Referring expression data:
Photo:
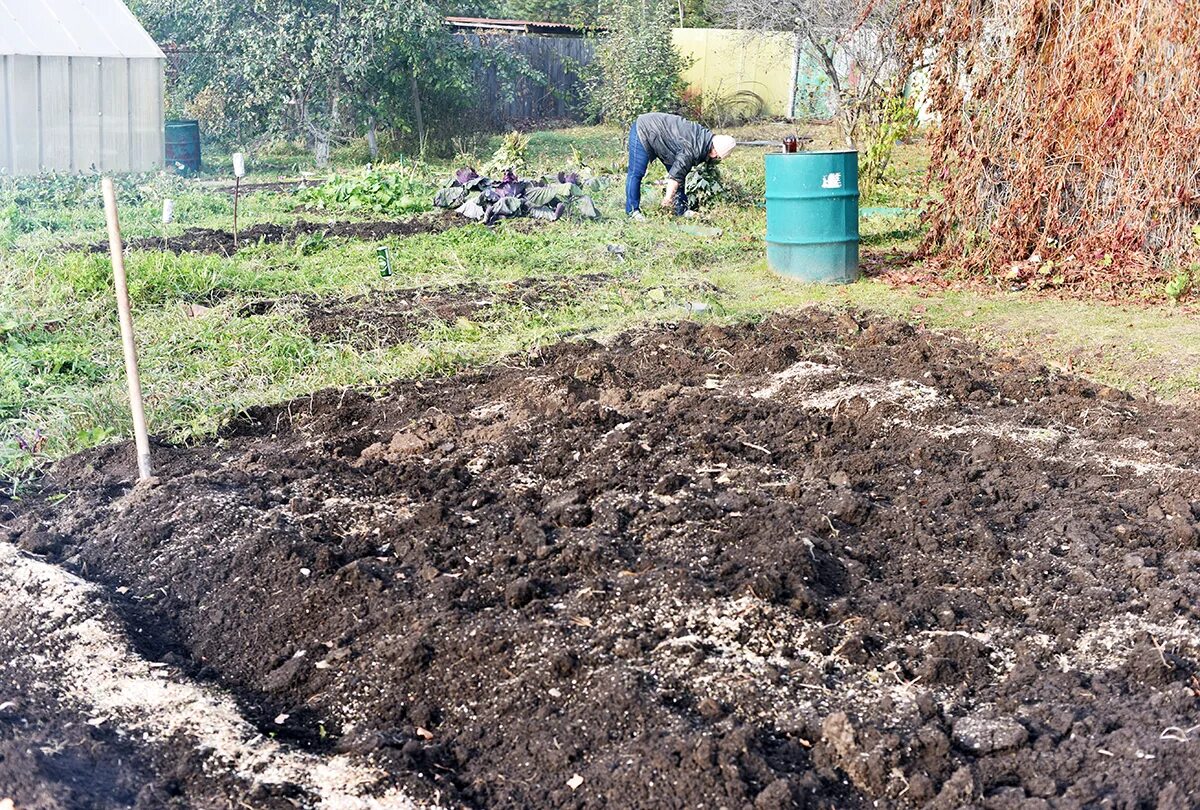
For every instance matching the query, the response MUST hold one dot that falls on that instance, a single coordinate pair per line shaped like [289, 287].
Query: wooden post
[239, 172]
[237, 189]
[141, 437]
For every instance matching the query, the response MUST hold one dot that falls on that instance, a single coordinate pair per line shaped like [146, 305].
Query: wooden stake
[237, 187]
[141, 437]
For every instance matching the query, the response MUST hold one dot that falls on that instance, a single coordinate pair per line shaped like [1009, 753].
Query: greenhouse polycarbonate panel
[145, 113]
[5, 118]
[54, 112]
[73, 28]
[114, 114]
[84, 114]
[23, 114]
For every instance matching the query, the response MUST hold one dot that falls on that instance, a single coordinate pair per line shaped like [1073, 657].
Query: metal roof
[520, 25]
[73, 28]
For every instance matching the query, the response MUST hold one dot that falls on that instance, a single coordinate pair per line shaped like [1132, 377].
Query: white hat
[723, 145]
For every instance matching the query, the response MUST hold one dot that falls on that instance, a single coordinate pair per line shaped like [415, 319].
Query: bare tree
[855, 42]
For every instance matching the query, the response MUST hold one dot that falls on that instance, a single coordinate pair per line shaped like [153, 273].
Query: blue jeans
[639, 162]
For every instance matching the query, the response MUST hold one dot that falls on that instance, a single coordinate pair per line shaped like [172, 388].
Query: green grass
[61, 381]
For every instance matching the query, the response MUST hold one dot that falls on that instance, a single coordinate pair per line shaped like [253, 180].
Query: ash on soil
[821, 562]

* * *

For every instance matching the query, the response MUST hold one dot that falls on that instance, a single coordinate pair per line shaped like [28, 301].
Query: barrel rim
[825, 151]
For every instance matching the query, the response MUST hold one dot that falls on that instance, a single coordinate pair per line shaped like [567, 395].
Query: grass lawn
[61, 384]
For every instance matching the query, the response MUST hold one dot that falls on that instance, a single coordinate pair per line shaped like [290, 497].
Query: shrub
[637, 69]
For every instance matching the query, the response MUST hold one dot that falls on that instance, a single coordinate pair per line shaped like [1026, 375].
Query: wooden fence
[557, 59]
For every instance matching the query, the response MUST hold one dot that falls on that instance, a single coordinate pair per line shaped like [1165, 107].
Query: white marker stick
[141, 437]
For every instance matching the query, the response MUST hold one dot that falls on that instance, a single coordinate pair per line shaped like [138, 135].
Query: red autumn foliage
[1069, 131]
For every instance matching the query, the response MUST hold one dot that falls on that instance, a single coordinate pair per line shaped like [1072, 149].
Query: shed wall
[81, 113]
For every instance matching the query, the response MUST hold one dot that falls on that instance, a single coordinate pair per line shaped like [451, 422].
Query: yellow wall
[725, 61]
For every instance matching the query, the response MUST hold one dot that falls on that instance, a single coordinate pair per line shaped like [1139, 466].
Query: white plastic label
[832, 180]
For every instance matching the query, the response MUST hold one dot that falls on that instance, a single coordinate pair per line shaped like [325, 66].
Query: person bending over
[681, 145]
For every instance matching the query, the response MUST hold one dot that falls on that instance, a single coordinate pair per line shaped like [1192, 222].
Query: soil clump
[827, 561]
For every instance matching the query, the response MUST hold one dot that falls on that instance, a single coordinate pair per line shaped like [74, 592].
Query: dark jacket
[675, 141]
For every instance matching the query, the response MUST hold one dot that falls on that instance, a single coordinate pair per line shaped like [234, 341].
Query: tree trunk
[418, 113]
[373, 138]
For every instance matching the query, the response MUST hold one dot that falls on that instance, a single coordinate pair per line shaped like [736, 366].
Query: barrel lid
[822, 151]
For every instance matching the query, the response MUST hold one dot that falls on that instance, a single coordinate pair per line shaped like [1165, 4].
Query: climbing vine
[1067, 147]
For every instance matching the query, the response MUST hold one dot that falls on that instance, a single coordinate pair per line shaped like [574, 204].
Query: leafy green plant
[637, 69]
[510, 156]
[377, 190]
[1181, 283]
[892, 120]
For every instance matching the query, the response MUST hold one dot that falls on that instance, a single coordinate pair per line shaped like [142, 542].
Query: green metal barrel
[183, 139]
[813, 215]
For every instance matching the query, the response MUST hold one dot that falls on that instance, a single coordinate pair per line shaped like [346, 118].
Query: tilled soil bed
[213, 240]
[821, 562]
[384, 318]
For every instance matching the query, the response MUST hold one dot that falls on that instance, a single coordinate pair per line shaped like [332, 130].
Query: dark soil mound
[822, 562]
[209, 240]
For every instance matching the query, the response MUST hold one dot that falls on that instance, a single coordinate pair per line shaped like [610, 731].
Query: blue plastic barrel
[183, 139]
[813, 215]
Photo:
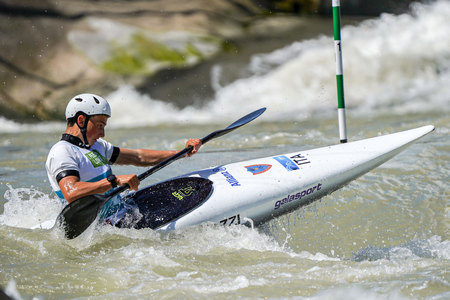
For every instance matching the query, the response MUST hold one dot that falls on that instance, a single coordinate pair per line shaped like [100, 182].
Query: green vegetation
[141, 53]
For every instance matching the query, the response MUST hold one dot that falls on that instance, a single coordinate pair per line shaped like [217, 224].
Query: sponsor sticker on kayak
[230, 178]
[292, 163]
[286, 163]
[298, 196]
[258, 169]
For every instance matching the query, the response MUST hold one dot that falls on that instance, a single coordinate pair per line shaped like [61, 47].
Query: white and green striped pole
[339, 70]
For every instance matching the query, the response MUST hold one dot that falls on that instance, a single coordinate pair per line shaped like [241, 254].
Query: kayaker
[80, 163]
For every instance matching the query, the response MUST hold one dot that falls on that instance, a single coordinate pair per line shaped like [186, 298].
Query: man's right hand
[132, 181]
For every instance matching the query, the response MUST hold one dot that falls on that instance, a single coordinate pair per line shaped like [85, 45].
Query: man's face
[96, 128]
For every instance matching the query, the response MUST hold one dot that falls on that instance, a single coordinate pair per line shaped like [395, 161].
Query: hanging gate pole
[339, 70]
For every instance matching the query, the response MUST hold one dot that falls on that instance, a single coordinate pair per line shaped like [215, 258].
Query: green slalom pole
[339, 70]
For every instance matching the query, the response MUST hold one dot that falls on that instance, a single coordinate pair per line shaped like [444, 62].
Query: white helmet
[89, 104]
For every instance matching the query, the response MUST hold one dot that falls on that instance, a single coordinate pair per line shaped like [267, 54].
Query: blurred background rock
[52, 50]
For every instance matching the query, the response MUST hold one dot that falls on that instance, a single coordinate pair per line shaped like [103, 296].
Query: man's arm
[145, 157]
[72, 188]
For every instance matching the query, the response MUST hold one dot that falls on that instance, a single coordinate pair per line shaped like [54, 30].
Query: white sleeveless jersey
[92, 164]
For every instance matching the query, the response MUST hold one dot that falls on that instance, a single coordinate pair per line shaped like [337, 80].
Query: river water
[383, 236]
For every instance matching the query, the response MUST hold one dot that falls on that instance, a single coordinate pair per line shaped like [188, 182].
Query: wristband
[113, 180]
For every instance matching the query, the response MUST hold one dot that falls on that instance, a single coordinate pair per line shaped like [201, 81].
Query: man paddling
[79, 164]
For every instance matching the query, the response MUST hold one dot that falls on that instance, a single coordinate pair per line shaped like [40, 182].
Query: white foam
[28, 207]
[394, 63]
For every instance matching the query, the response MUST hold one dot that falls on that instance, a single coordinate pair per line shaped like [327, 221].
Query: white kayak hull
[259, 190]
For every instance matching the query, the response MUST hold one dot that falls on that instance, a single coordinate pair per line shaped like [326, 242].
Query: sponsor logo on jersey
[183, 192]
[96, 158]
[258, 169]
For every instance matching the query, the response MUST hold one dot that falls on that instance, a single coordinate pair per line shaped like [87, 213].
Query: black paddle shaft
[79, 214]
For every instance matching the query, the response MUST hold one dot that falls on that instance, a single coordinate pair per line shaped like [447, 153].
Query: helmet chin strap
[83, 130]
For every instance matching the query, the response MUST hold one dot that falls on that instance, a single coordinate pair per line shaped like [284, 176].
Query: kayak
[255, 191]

◆ **What is required**
Looking back over the data above, restate word for word the lines that begin at the line with "Query: blurred background rock" and end at the line with "like [201, 81].", inclusive.

◆ **Your response**
Query: blurred background rock
[52, 50]
For every instance matching the query, the response MUST hold one dot that falls on that instance, a single coordinate pair per line shaped like [103, 296].
Query: man's arm
[145, 157]
[72, 188]
For every instance matching the query, the response MUST hold one dot that falls on that instance, a single coordinate pair per line shaped like [54, 30].
Query: white sleeveless jersey
[92, 164]
For every instance matching the query, the response MUST hold one dot that falls on that instance, a single coordinate pair per line shaped like [337, 80].
Query: river water
[383, 236]
For every instance matching the query, the response MUST hold one dot that falls on that instance, a single coordinate pair per line shaped like [188, 182].
Query: wristband
[113, 180]
For every instance matching the query, the response MUST hold one dot that falls on that instance, a single coordinate pair per line shaped like [201, 81].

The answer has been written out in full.